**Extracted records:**
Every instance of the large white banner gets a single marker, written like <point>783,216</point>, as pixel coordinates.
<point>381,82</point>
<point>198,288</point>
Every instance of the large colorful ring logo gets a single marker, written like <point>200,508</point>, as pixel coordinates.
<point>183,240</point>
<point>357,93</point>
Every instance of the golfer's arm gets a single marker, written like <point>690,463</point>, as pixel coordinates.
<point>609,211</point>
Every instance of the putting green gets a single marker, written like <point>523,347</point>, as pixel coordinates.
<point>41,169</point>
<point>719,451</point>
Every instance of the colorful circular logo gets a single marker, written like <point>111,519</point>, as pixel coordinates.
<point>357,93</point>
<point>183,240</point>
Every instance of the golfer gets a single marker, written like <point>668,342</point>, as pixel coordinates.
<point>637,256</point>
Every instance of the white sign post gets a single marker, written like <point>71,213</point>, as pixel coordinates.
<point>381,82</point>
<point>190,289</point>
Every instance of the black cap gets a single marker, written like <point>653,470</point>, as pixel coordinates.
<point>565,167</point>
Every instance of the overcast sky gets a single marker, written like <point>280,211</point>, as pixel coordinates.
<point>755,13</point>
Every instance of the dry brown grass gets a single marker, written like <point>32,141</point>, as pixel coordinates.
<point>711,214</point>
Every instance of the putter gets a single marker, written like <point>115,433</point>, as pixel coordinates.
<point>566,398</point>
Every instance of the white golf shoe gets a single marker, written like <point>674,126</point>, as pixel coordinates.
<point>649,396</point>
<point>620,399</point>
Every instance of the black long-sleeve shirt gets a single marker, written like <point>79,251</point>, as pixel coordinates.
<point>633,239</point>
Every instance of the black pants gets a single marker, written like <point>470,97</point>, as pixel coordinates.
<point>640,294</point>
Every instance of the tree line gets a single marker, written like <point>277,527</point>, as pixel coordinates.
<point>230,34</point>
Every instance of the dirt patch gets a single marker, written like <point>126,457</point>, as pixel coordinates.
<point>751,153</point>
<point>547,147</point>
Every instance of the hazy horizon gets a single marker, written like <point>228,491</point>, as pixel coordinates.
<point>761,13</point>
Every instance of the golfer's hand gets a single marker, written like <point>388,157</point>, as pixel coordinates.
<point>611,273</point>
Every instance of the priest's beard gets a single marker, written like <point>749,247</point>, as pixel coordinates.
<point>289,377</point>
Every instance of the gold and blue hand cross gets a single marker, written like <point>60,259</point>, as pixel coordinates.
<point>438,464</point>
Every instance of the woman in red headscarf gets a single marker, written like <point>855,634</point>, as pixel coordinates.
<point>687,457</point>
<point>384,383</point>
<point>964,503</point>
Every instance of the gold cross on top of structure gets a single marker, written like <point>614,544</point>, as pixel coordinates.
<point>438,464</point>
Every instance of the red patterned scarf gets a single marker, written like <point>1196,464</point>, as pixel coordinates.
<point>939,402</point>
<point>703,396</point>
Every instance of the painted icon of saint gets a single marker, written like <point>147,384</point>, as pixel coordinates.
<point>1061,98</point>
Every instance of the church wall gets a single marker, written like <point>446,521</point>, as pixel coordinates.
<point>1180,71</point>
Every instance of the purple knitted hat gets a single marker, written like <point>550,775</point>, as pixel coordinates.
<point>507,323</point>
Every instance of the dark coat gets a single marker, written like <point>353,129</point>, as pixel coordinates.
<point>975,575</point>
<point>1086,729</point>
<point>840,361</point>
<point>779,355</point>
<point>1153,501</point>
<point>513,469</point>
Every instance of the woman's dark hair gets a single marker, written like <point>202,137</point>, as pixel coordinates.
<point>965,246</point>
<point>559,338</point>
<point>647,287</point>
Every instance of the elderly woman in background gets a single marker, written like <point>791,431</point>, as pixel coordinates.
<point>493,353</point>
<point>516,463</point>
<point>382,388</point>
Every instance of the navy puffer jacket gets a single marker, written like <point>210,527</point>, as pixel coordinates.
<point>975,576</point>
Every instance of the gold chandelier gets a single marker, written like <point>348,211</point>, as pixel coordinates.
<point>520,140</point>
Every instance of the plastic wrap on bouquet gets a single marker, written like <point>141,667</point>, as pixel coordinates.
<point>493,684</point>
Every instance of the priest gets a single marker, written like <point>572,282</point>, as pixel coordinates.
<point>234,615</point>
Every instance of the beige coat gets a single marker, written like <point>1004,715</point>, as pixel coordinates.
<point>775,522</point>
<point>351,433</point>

**Exercise details:** For this exercise, copy word for word the line that contains "Every instance of the dark" and every line after it, ending with the last line of the entries above.

**Response box:**
Every instance of the dark coat gets a single marker, written like <point>353,129</point>, as pixel coordinates.
<point>975,575</point>
<point>1086,729</point>
<point>840,361</point>
<point>779,355</point>
<point>1153,501</point>
<point>513,469</point>
Every instance of the woman's dark hair gets a single marker, written like <point>202,137</point>, as pixel coordinates.
<point>965,246</point>
<point>559,338</point>
<point>647,287</point>
Every instance of the elderly woman in background gets a single marker, written like <point>791,431</point>, as pixel coordinates.
<point>493,353</point>
<point>516,463</point>
<point>382,388</point>
Every instance of the navy puffer jacket gets a single marker, written like <point>210,527</point>, as pixel coordinates.
<point>975,576</point>
Every instance of the gold chandelier gets a single marker, written like <point>348,211</point>, as pixel coordinates.
<point>520,140</point>
Every instance of the plastic wrap on bouquet gets a single marker, written like <point>141,667</point>, as pixel coordinates.
<point>493,684</point>
Every instance of the priest gets a single marker, written like <point>572,282</point>, as pixel coordinates.
<point>234,615</point>
Every instance of the beige coat gets a single marker, written like <point>1004,715</point>, as pixel coordinates.
<point>775,522</point>
<point>351,433</point>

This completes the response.